[EXERCISE AIM] Although the entries contain pictures, repeat only their words, exactly as written.

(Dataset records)
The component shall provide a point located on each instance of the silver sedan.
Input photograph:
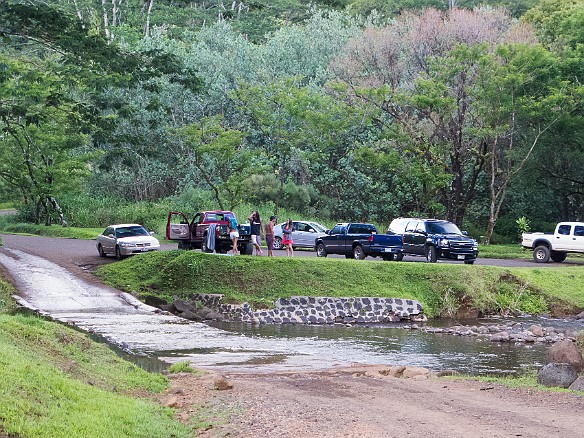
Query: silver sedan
(303, 236)
(124, 240)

[EXPECTED OUTPUT]
The component shall provide a point located on each instance of the silver sedan.
Input photograph:
Query: silver sedan
(303, 236)
(124, 240)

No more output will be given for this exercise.